作業要件 |
a) 東向島界隈についての文章のうち、「玉ノ井界隈は、住まわれている」から始まり「すんなり読める小説であった。」で終わる部分を、「小説」を「物語」に差し替えて書き出してください。
b) エントリーのうち「of the asphalt」を含む行から始まり最後のエントリーで終わる範囲の行だけを、依頼文も含めてすべて書き出してください。その際、回答の座標の数値はすべて1.35倍に換算し、四捨五入で整数にしてください。

元の文書 |
★ ★ ★ ★ ★ ★ ★
東向島界隈を語る

市議会議員 佐藤 壽三郎


昭和43年、私は上京したての頃、東京の下町と言われる東向島に一時期住んだことがある・・・
高校時代の同級生が、東向島のアパートに住んでいて、水道橋にあるデザイナー専門学校に通っていたので、これ幸いに居候をさせてもらったことがあった・・・
東向島時代に、これまた高校の同級生の義兄のご一家が「玉ノ井」に住まれていて、日曜の朝などは、この同級生3人が朝食を頂きに参じた事も思い出す。

玉ノ井界隈は、住まわれている家の造りも、往時を偲ばれる構えであったように記憶する。大学2年のころ、永井荷風の「墨東綺譚」を読んだが、小説の舞台はかって私が一時期居候していたことのある、東向島や玉ノ井が舞台ではないか。この小説を読むまで、玉ノ井の歴史的存在は知らなかった。当時19歳そこそこの私であるが、風情のある情緒豊かで、住んでいる人々の大らかさが漂う雰囲気の街並みを感じていた私には、抵抗なくすんなり読める小説であった。
★ ★ ★ ★ ★ ★ ★
[データソースの項目]
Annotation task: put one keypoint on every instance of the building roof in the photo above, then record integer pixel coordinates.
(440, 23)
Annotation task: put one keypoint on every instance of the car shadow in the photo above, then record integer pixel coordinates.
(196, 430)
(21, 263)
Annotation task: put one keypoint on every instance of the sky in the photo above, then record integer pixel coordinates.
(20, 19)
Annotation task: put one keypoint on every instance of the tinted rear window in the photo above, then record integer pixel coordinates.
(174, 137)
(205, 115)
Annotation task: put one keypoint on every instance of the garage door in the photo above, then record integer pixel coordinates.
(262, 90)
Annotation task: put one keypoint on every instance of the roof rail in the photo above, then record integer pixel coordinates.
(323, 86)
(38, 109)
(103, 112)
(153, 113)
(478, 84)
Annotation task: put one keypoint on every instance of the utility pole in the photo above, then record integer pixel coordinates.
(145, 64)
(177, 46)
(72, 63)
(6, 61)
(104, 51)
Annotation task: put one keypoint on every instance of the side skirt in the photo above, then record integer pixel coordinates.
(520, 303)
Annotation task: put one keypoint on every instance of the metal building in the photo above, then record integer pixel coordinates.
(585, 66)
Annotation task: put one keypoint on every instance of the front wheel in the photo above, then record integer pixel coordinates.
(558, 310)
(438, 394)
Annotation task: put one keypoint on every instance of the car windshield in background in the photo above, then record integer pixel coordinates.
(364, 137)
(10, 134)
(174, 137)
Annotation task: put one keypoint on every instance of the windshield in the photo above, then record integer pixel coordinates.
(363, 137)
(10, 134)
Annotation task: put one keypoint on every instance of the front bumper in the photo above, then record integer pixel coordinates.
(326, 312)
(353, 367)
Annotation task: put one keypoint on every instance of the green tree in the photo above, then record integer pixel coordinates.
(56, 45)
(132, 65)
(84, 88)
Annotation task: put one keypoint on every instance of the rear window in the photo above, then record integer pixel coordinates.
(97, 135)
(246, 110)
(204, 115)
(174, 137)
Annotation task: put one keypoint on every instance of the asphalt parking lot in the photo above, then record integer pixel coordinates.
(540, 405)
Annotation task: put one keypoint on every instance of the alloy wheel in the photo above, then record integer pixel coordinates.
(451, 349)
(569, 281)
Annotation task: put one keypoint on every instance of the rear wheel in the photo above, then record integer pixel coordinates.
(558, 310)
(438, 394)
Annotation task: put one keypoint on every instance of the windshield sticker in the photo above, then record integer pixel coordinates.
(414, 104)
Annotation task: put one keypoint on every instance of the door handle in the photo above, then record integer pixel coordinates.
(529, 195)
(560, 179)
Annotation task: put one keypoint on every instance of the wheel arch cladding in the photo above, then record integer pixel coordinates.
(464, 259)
★ ★ ★ ★ ★ ★ ★
課題別の解答 |
a)
玉ノ井界隈は、住まわれている家の造りも、往時を偲ばれる構えであったように記憶する。大学2年のころ、永井荷風の「墨東綺譚」を読んだが、物語の舞台はかって私が一時期居候していたことのある、東向島や玉ノ井が舞台ではないか。この物語を読むまで、玉ノ井の歴史的存在は知らなかった。当時19歳そこそこの私であるが、風情のある情緒豊かで、住んでいる人々の大らかさが漂う雰囲気の街並みを感じていた私には、抵抗なくすんなり読める物語であった。

b)
Annotation task: put one keypoint on every instance of the asphalt parking lot in the photo above, then record integer pixel coordinates.
(729, 547)
Annotation task: put one keypoint on every instance of the alloy wheel in the photo above, then record integer pixel coordinates.
(609, 471)
(768, 379)
Annotation task: put one keypoint on every instance of the rear wheel in the photo above, then record integer pixel coordinates.
(753, 419)
(591, 532)
Annotation task: put one keypoint on every instance of the windshield sticker in the photo above, then record integer pixel coordinates.
(559, 140)
Annotation task: put one keypoint on every instance of the door handle in the photo above, then record integer pixel coordinates.
(714, 263)
(756, 242)
Annotation task: put one keypoint on every instance of the wheel arch cladding in the photo above, then record integer pixel coordinates.
(626, 350)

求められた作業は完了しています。